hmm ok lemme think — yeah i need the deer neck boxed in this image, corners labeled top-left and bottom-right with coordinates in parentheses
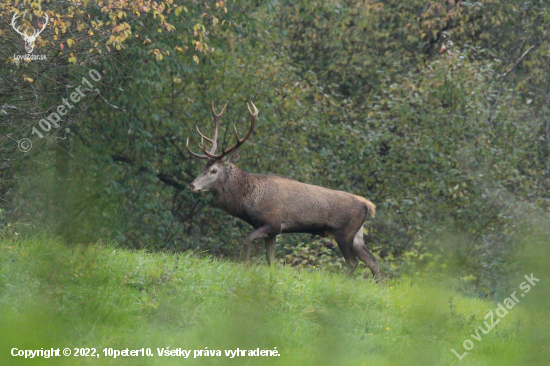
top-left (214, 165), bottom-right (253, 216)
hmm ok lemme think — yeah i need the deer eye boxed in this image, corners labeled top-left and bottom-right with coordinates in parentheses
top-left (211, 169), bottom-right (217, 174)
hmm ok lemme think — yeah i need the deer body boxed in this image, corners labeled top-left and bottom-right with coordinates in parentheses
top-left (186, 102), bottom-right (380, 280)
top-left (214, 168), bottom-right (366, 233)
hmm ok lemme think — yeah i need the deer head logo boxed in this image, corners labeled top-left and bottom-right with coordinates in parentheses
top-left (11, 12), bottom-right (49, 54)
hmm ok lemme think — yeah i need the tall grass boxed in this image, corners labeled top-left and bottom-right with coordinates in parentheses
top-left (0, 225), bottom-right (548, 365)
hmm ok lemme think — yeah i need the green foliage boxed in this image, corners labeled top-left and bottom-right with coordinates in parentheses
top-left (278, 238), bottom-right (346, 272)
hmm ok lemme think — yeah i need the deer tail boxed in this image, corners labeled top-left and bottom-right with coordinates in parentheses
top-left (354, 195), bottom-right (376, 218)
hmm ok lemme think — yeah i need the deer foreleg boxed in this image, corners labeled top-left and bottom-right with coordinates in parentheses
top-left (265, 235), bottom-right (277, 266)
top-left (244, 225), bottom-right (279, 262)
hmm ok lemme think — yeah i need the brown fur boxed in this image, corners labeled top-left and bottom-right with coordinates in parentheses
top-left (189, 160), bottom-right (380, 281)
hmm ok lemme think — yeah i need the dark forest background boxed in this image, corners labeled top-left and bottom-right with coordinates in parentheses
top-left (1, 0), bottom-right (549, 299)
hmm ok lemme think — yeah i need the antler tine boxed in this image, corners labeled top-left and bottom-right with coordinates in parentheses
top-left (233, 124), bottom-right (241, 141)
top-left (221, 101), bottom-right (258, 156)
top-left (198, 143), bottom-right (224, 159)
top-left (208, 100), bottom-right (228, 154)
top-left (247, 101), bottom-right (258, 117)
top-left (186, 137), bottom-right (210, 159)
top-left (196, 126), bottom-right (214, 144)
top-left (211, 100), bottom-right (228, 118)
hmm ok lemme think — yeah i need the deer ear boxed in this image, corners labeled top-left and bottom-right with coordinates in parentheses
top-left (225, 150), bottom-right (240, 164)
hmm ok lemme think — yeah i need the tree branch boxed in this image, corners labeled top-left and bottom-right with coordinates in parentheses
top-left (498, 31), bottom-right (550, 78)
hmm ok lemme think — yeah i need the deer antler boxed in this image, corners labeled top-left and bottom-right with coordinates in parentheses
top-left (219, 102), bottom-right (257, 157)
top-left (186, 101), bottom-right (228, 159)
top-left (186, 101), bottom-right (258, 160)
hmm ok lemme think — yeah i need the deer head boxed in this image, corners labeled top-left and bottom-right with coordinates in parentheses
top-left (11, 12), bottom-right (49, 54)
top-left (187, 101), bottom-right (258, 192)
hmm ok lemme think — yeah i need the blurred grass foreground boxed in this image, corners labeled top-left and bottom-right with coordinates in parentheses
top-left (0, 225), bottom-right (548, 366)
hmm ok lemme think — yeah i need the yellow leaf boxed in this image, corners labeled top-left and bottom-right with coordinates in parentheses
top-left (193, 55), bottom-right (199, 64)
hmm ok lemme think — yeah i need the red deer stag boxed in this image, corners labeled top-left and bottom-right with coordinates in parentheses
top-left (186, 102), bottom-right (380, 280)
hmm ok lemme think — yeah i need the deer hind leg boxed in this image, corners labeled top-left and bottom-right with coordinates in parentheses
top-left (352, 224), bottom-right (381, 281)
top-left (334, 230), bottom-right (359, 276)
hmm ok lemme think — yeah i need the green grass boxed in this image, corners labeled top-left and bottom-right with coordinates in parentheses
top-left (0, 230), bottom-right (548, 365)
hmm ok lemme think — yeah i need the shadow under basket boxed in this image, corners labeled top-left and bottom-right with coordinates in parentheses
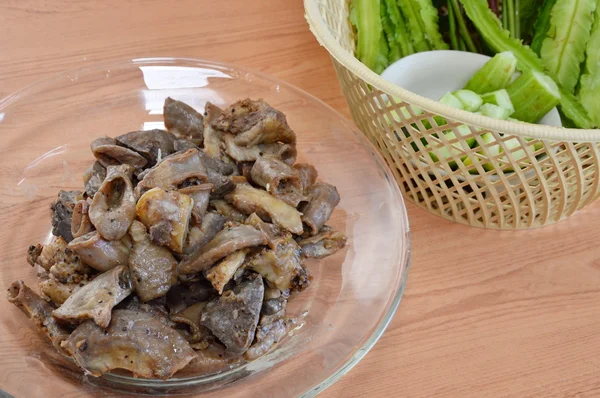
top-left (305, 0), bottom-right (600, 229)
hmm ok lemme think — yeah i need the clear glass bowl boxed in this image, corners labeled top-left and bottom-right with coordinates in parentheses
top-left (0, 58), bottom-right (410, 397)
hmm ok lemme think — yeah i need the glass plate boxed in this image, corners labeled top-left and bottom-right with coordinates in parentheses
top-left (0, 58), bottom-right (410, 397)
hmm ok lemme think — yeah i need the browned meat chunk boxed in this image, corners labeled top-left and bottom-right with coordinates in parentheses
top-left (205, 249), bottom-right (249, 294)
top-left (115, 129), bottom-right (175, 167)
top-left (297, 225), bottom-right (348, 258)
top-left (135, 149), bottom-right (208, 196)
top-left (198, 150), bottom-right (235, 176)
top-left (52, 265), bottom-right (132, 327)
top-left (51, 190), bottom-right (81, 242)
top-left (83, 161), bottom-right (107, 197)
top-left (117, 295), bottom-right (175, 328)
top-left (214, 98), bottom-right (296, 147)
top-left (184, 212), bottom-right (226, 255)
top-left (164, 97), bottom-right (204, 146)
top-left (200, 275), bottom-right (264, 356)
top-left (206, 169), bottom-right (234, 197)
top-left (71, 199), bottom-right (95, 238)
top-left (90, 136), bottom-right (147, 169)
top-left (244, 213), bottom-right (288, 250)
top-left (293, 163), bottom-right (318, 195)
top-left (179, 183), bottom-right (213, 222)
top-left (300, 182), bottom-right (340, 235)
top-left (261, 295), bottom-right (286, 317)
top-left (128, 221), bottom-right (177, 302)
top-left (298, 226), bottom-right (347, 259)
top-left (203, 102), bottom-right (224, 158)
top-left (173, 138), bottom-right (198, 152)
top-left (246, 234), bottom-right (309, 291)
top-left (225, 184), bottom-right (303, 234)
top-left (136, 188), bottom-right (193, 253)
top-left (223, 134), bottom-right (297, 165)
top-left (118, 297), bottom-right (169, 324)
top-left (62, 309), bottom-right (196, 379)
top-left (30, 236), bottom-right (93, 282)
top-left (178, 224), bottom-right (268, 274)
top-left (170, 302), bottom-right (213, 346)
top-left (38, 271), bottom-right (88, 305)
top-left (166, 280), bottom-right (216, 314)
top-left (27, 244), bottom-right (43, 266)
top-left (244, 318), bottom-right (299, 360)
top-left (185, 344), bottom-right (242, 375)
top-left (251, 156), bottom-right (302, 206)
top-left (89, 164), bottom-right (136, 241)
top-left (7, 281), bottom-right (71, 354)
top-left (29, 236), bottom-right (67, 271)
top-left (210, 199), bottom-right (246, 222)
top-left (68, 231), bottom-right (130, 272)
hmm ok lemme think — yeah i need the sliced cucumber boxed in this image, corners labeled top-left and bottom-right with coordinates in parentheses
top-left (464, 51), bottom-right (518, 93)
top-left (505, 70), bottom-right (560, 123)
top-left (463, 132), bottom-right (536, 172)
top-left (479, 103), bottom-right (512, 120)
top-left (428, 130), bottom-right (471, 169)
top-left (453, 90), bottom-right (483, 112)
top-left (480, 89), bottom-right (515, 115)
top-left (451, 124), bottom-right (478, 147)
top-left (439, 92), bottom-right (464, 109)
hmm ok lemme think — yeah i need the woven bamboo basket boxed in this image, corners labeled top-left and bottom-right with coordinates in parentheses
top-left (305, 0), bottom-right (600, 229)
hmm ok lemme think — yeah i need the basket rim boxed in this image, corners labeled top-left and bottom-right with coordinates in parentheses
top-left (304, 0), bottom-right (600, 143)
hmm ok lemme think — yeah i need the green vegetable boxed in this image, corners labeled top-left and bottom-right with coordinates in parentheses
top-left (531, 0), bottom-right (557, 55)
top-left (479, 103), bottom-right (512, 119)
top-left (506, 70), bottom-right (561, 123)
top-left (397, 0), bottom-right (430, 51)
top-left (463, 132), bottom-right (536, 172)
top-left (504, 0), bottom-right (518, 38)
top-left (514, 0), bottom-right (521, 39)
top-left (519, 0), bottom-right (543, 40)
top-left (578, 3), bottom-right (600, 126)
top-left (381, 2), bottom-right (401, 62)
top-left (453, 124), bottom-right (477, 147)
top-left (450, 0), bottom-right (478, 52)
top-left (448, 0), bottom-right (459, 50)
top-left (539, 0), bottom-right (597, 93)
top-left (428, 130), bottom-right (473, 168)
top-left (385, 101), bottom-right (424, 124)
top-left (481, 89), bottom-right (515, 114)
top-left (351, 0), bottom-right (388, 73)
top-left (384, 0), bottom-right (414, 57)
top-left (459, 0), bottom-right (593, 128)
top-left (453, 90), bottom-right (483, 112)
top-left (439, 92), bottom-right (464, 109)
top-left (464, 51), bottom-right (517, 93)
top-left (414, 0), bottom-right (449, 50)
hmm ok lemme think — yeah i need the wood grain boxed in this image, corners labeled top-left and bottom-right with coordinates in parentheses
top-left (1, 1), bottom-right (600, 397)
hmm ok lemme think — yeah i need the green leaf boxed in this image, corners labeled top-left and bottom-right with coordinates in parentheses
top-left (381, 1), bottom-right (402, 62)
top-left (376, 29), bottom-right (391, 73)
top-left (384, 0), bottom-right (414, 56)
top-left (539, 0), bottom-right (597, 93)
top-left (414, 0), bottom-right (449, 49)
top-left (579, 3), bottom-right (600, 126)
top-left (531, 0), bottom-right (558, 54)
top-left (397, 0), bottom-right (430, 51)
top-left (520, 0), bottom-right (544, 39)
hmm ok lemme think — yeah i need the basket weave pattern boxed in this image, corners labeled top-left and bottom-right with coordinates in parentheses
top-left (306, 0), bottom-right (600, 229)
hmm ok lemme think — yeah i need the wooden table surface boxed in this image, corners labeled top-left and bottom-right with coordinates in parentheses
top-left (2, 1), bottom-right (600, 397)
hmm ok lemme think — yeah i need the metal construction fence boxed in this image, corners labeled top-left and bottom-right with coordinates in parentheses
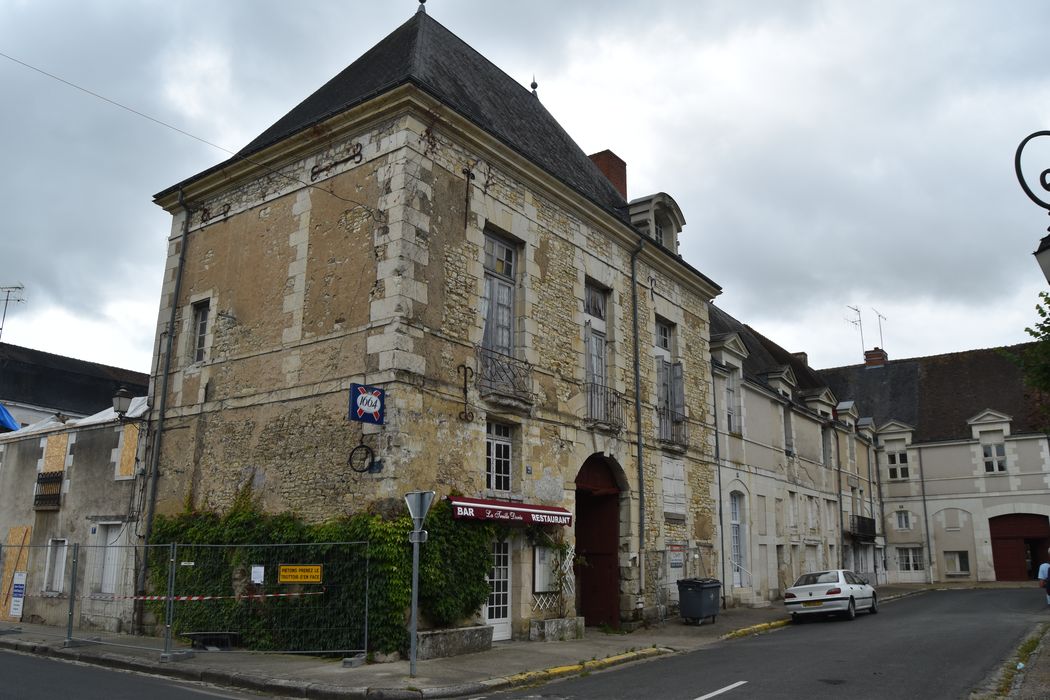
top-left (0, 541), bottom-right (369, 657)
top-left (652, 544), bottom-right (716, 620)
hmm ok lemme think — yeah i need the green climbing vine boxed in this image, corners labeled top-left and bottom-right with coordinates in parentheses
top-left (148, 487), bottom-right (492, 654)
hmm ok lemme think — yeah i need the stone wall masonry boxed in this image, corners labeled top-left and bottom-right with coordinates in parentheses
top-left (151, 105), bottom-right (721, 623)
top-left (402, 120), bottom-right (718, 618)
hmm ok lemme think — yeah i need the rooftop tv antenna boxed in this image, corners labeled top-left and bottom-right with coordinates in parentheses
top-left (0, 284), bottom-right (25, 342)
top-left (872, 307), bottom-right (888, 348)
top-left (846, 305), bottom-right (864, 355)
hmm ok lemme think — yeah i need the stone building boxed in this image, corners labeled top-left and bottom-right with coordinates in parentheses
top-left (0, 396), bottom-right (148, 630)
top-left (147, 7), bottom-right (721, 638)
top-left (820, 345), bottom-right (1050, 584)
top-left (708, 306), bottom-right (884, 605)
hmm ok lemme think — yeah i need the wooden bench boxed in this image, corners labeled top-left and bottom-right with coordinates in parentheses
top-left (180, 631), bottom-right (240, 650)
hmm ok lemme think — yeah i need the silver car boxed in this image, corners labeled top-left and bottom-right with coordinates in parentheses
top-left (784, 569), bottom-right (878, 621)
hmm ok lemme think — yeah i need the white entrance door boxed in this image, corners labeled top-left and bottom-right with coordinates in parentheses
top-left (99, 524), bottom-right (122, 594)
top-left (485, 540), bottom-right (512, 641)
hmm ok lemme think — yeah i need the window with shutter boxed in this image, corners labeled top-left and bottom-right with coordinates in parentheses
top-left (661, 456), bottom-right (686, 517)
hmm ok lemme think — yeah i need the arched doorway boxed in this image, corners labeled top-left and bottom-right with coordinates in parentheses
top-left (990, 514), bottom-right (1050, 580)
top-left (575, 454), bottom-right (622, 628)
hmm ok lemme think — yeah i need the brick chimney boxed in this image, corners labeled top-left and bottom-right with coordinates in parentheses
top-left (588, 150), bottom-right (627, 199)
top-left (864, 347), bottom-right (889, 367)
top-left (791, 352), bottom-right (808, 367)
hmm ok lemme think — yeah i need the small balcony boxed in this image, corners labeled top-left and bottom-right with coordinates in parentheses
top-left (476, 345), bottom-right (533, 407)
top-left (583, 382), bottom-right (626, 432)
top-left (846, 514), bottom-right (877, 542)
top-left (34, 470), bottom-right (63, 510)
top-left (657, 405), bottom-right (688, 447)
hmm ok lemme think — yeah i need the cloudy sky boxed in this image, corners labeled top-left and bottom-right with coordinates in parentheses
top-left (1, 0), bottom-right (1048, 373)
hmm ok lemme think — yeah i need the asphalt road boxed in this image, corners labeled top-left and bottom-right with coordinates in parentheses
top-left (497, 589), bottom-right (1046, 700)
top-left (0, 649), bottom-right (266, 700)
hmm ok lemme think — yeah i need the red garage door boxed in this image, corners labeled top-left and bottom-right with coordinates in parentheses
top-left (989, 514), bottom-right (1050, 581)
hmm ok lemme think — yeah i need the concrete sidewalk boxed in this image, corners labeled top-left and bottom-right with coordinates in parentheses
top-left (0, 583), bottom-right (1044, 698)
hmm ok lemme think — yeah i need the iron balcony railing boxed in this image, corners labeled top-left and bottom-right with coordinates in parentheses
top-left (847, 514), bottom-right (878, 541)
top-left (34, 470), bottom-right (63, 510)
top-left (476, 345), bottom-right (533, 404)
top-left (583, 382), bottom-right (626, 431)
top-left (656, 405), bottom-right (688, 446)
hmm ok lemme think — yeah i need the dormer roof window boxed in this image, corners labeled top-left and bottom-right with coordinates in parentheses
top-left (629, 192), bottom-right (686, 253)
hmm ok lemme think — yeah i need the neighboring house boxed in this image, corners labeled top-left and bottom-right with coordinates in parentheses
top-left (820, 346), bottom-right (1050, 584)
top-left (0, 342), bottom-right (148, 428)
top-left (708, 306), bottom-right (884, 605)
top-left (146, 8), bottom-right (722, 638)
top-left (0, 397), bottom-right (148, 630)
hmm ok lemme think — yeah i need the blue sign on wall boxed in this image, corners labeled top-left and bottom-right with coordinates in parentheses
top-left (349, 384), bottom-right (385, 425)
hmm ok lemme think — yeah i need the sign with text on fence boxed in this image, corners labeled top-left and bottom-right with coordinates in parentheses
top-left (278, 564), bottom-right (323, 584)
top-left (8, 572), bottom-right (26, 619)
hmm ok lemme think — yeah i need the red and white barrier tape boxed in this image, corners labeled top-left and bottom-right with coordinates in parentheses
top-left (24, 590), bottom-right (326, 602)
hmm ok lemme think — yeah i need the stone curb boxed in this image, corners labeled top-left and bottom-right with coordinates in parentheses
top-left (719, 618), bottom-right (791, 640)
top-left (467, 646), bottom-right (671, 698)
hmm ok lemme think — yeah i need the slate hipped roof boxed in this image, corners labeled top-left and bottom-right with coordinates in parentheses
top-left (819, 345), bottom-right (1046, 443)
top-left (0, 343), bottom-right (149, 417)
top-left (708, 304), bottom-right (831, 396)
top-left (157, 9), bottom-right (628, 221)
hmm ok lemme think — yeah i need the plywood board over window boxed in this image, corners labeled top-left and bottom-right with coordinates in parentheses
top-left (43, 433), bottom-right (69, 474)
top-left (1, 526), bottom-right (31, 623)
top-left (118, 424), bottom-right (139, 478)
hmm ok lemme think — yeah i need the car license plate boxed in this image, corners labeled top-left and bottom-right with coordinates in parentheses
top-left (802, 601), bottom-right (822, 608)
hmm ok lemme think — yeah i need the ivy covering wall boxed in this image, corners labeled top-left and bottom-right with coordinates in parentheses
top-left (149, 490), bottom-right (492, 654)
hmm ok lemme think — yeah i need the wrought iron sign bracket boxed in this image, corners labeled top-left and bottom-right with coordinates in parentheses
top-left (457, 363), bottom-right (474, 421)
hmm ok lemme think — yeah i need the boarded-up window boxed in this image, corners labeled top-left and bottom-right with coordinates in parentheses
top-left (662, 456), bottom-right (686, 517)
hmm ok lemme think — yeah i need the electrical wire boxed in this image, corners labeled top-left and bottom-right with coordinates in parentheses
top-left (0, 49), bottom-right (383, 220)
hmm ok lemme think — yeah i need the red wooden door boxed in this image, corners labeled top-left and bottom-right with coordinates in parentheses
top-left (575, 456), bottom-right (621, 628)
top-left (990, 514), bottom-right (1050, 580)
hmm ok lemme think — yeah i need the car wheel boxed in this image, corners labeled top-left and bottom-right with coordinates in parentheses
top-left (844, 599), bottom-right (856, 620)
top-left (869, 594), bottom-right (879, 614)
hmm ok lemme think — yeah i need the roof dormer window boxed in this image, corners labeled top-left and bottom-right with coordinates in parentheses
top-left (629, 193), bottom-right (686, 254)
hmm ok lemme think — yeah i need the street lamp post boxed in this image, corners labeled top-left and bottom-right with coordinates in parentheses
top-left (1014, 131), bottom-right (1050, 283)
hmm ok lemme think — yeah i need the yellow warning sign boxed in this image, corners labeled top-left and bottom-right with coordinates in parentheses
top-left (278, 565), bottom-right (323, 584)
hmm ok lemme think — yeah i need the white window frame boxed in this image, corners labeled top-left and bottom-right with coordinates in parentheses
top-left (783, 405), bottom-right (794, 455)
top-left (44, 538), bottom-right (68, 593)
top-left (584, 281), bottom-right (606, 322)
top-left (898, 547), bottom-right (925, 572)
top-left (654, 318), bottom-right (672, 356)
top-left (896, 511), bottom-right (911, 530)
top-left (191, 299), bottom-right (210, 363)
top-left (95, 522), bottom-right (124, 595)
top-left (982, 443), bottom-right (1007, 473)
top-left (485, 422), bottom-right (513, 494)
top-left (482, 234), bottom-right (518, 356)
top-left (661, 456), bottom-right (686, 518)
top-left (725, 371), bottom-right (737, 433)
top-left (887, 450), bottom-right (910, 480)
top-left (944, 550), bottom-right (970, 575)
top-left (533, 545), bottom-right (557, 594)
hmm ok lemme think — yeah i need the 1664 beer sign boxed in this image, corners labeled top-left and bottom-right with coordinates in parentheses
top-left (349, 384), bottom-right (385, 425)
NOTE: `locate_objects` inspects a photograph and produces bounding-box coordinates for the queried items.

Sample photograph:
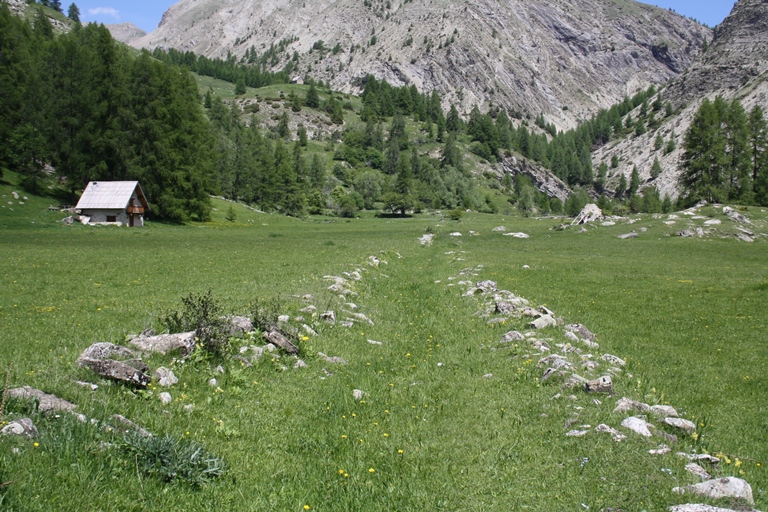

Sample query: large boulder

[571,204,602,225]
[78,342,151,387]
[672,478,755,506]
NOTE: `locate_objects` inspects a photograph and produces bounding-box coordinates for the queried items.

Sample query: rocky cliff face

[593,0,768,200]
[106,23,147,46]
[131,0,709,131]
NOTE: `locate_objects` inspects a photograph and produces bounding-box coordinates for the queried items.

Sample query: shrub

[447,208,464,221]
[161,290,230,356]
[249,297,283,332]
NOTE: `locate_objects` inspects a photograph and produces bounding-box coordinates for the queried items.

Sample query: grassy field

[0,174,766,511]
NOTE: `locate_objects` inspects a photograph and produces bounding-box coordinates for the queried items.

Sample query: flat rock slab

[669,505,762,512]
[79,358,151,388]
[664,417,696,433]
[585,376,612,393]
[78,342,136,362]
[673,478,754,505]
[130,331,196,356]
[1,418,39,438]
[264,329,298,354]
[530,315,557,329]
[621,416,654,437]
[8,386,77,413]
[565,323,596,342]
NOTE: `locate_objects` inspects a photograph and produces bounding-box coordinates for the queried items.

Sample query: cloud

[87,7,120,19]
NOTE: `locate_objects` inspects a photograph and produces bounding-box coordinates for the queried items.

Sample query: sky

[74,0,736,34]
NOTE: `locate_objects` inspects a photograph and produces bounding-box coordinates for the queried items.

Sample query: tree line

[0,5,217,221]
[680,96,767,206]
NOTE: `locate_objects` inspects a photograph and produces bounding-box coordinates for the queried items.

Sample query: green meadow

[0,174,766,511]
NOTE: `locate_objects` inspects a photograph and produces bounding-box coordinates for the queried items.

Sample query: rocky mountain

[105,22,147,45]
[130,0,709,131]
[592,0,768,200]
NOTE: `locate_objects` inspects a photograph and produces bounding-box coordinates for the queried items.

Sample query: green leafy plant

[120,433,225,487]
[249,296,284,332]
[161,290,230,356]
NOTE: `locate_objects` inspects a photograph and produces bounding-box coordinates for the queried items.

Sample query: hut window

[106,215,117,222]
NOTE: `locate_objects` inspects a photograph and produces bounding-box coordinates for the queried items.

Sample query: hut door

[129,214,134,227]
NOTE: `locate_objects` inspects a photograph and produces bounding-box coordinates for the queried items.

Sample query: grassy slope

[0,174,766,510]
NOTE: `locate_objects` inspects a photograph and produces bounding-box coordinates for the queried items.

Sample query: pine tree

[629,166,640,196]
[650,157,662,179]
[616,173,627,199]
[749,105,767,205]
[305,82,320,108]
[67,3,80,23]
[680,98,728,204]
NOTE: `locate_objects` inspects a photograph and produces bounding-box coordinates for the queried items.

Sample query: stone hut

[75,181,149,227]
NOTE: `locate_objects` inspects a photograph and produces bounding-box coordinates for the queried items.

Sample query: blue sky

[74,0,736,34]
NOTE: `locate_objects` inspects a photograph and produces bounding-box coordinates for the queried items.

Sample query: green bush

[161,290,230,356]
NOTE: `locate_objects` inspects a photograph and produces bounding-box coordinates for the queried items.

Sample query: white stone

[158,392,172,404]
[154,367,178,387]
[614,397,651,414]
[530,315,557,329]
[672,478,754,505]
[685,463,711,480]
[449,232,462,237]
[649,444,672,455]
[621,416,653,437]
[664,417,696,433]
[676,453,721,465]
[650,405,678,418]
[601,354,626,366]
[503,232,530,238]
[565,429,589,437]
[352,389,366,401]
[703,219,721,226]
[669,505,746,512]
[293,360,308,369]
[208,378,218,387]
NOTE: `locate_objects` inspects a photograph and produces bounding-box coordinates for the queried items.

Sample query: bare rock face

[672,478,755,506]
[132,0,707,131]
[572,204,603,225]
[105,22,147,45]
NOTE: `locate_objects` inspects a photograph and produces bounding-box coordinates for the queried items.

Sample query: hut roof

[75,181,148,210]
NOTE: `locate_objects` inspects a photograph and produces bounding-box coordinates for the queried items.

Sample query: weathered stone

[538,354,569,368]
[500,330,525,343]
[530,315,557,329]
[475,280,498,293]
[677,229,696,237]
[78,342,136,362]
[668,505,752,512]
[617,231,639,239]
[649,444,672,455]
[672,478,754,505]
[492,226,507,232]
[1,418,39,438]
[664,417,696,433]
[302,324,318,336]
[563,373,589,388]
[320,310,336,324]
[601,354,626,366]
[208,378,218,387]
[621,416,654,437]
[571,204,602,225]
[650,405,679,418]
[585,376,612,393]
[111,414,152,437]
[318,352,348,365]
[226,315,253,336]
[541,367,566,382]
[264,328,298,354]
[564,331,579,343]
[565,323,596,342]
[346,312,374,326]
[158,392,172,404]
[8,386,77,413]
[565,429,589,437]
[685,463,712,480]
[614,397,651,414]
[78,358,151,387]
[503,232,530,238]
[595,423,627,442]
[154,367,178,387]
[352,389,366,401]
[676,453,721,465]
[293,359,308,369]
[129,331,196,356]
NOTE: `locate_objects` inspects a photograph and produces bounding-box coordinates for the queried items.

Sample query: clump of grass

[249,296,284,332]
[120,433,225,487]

■ **Exercise brief**: In the entries above, find the line containing "Sample query: hut roof". Set down that line and every line after it through the last one, exactly and alone.

■ **Answer space**:
Sample query: hut roof

[75,181,148,210]
NOTE: `locate_objects` inspects a photograph and produces bounding-box coordinates for the queried items.

Sample query: weathered stone

[538,354,569,368]
[500,330,525,343]
[530,315,557,329]
[475,280,498,293]
[677,229,696,237]
[78,342,136,362]
[668,505,752,512]
[617,231,639,239]
[649,444,672,455]
[672,478,754,505]
[492,226,507,232]
[1,418,39,438]
[664,417,696,433]
[302,324,318,336]
[563,373,589,388]
[320,310,336,324]
[601,354,626,366]
[208,378,218,387]
[621,416,654,437]
[571,204,602,225]
[650,405,679,418]
[585,376,612,393]
[111,414,152,437]
[318,352,348,365]
[226,315,253,336]
[541,367,566,382]
[264,328,298,354]
[564,331,579,343]
[565,323,596,342]
[346,312,374,326]
[158,392,172,404]
[8,386,77,413]
[565,429,589,437]
[685,463,712,480]
[614,397,651,414]
[78,358,151,387]
[503,232,530,238]
[595,423,627,442]
[154,367,178,387]
[352,389,366,401]
[676,453,721,465]
[293,359,308,369]
[129,331,196,356]
NOTE: `locate_objects` inspects a photograph and produces bounding-box coordinates for the queried items.

Sample query: clump of grass

[249,296,284,332]
[120,433,225,487]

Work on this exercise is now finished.